В этом далеко отъехавшем от берега, но не от местного обычая кафе к нам подошел абхаз, одетый скромно, но с эдаким джигитским блеском глаз, навеселе – и все с тем же, сопровождавшим нас везде вопросом: не нужна ль какая-то услуга? Я поблагодарил: все хорошо, ничего не нужно, и, привстав, пожал джигиту руку. Но то ли чем-то моя дочка, юная кокетка, глянулась ему, то ли жена, то ли еще что – он отошел, но через минуту возник вновь, поставил на наш столик бутылку водки и, не внемля возражениям, окончательно ушел. Традиция. Убить нельзя.

И словно по закону театрального контраста здесь же рядом наблюдалось зрелище совсем другого рода. На пирсе, что соединял кафе с центральной набережной, где как античные развалины стоял пустой каркас бывшей гостиницы «Абхазия», тесно, локтем к локтю, сидела цепочка удильщиков этой чуфарки, скрючившихся над своими сторожками. И в каждом из них, замершим над своей тюкалкой с самой последней, устремленной на загаженное дно надеждой, я узнавал моего соседа по рыбалке Владимира Афанасьевича, уже при жизни сдавшегося смерти и жестоко повернувшейся к нему судьбе.

Только он был старик, а тут томились его двойники всех возрастов. И в их потухших и опущенных долу глазах была отражена только одна эта рыбешка, на которой для них и сошелся клином белый свет. И было непонятно даже: они ловили ту чуфарку на свои крючочки, или сидели сами, битый день не слазя с пирса, хоть и не клевало, на ее крючке.

И этот трупный дух, исходивший от моих несчастных соплеменников, вновь по контрасту напомнил мне тот высокогорный тост, что для любого всегда остается выход: умереть – но не скатиться на позорные колени. И вот одни с таким девизом победили – всем смертям и прогрессивной мировой петле назло. А другие, и здесь, и по ту сторону блокады, даже не хлебнув борьбы, безропотно сдались на эти рыбьи слезы. И, рассевшись по причалам, шпалам, учительским и прочим голодовкам в ожидании, не клюнет ли, как эта же чуфарка, прошлогодняя зарплата, нищее пособие – уже при жизни стали падалью, добычей злого адлерского и другого воронья.

**Условие задачи:** Продолжите отрывок об абхазском кафе и удильщиках на пирсе, начав сразу после его последнего предложения.

**Сведения:**
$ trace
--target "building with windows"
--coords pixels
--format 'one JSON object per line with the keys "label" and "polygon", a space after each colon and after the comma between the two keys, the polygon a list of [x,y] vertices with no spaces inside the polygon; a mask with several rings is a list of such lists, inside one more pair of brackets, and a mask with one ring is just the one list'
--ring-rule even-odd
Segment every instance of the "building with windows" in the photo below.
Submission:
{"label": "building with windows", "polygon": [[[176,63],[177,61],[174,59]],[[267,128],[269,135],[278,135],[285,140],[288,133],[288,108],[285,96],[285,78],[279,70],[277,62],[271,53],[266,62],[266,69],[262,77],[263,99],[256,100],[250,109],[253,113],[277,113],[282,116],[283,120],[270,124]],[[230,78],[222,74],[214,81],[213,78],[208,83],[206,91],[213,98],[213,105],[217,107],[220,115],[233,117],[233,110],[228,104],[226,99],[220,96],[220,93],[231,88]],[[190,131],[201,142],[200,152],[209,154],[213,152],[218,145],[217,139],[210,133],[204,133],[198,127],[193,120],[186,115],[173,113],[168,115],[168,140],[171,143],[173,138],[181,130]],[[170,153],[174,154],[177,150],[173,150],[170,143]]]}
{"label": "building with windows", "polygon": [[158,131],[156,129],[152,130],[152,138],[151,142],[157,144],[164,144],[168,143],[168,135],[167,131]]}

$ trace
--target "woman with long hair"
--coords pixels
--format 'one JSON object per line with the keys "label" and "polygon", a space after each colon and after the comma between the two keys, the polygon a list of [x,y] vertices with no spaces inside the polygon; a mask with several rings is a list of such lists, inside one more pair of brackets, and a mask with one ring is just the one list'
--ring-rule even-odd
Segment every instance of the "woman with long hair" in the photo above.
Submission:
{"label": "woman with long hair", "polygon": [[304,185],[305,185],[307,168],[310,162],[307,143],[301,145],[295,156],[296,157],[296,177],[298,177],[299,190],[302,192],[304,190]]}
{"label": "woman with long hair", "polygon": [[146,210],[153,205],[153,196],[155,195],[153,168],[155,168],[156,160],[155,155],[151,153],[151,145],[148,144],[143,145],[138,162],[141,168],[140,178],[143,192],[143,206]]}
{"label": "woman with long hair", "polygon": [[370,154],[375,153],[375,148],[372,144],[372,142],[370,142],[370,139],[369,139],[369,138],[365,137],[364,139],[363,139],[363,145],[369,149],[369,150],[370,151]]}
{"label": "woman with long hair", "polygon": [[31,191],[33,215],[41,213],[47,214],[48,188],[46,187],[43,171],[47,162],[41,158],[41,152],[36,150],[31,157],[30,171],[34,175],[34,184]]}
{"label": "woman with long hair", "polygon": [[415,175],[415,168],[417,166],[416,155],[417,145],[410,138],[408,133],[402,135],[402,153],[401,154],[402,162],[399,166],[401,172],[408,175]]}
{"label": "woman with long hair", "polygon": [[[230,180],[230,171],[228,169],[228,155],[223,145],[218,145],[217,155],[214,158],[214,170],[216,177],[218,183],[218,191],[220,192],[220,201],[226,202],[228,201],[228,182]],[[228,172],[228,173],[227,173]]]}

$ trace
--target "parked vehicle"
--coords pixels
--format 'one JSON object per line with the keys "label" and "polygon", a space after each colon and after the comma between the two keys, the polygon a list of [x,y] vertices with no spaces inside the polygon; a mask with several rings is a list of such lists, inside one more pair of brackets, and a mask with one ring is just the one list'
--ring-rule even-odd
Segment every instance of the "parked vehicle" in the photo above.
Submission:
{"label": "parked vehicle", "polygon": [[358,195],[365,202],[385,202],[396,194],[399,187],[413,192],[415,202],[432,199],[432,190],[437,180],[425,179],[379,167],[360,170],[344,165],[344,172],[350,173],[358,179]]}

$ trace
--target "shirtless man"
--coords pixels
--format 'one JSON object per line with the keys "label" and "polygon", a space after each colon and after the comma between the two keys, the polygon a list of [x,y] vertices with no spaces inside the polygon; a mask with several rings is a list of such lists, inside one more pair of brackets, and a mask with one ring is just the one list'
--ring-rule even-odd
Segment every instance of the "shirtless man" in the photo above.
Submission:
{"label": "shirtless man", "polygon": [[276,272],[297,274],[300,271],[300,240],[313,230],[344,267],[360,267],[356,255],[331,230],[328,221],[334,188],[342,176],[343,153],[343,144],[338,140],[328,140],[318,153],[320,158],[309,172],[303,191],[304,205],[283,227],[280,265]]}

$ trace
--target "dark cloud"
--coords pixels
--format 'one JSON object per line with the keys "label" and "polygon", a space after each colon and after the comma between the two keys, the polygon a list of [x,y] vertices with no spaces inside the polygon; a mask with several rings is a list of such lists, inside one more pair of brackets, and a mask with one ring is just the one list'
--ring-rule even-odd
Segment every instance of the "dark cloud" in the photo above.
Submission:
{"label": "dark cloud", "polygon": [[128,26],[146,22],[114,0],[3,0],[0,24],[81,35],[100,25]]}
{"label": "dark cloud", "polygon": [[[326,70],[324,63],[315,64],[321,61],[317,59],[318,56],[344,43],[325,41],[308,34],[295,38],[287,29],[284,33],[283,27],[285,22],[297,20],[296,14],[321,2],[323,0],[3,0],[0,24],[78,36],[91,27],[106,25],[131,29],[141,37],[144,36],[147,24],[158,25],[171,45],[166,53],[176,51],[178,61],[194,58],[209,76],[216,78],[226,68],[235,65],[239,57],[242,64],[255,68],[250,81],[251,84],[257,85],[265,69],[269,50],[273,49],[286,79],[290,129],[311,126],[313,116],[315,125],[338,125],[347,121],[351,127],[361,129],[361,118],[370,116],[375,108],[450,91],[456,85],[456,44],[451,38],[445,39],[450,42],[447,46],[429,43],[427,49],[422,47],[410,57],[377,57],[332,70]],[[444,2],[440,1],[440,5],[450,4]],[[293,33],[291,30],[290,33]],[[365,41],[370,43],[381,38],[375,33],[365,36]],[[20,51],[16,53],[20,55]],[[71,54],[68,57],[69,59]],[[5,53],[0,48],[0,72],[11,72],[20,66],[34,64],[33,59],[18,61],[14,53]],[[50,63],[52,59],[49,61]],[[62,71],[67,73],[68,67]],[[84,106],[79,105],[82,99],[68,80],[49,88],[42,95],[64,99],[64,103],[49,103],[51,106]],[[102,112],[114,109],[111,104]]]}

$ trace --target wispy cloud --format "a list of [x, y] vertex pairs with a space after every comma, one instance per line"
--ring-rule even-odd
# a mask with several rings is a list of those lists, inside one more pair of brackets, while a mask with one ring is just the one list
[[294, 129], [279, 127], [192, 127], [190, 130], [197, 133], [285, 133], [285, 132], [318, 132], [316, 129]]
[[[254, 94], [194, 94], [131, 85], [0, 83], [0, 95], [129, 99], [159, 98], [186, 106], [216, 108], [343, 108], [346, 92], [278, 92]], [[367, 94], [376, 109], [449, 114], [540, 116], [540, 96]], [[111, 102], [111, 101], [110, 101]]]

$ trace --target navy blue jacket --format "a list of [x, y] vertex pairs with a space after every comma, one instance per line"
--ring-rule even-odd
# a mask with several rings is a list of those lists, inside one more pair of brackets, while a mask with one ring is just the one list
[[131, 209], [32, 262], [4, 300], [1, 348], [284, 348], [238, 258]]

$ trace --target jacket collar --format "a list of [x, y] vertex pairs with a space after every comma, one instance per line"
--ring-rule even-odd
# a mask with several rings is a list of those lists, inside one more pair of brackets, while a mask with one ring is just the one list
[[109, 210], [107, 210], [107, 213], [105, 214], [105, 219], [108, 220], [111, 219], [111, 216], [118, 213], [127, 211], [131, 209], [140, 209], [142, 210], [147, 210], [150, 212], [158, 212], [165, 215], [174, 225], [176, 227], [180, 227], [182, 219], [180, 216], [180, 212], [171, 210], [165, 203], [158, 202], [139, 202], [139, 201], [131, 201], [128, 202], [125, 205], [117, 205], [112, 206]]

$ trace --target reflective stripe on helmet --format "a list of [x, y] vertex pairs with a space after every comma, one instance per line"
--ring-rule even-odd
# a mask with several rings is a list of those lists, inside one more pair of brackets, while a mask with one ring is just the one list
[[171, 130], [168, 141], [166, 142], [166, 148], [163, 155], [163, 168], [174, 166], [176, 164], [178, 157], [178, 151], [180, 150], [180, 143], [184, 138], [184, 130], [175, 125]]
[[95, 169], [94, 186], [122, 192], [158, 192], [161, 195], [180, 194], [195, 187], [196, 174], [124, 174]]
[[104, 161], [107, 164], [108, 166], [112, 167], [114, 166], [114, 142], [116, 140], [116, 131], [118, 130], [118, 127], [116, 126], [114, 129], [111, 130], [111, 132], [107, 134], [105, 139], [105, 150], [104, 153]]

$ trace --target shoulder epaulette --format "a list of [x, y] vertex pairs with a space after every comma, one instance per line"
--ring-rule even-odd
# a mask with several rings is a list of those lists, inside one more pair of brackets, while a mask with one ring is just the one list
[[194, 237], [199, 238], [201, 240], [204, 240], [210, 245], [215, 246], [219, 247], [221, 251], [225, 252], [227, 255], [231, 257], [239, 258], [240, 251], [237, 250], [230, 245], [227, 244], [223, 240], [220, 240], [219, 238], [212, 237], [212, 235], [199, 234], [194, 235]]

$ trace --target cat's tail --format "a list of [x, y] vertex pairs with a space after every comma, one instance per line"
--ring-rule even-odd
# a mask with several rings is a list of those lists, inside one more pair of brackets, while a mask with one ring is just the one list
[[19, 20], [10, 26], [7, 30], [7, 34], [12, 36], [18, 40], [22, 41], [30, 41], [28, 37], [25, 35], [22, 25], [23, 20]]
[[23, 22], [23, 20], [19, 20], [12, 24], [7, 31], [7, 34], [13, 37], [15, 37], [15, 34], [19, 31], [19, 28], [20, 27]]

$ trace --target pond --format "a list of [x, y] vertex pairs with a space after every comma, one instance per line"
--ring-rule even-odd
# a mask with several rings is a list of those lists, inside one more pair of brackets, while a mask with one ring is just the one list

**Ответ к заданию:**
Но я при этом не хочу сказать, что все сплошь русские в Абхазии такие. Живым и героическим примером противоположного, причем не только для меня, но и для абхазских воинов, был как раз автор того боевого тоста, кто и привез меня сюда. Геннадий Васильевич Никитченко, Герой Абхазии, бесстрашный и победоносный командир на их войне. Он и после нее, размахивая как гранатой каким-то заполученным в Москве мандатом, заставлял тех лихоимцев на границе от одного его вида класть в штаны. Но даже не его мандат пугал так этот жалкий в душах и трусливый сброд. Герой – всегда герой. Убить нельзя.

С ним я на горном празднике прошел на ту лужайку, где стояла вся абхазская головка вместе с президентом Ардзинбой. Ардзинба поздравлял победителей скачек, пил с аксакалами домашнее вино и кушал ритуальную печенку на рогатине. Но по лицу державшего осаду против всего мира лидера, по невольно набегавшему, сквозь праздничную мину, напряжению в чертах угадывалось, что на его душе лежал какой-то камень. Хотя все вроде бы наоборот ложилось в его пользу: за два дня до праздника бумага, ползшая курьерской черепахой из Москвы, наконец достигла погранпункта, и там уже пускали всех, словно давая этим глоток воздуха зажатым взаперти.

Но когда уже на следующий день мы возвращались в Адлер, граница была вновь, без объяснения причины, на замке. По слухам, Грузия нам пригрозила, что пригреет наших террористов, если мы в Абхазии ослабим свой приклад. Видимо, Ардзинба уже знал загодя об этом – оттуда и тот камень на его душе.

И, значит, я подумал, так и не хлебнувший облегчительного воздуха Владимир Афанасьевич уже наверняка до следующей осени не доживет. Не нужно ему больше будет ни заморского крючочка, ни плошки супа от международного креста. Попался сам, безвинно, но смертельно на крючок – как те же словленные им рыбки, что из их садка уже не могут остеречь ни от чего еще не словленных.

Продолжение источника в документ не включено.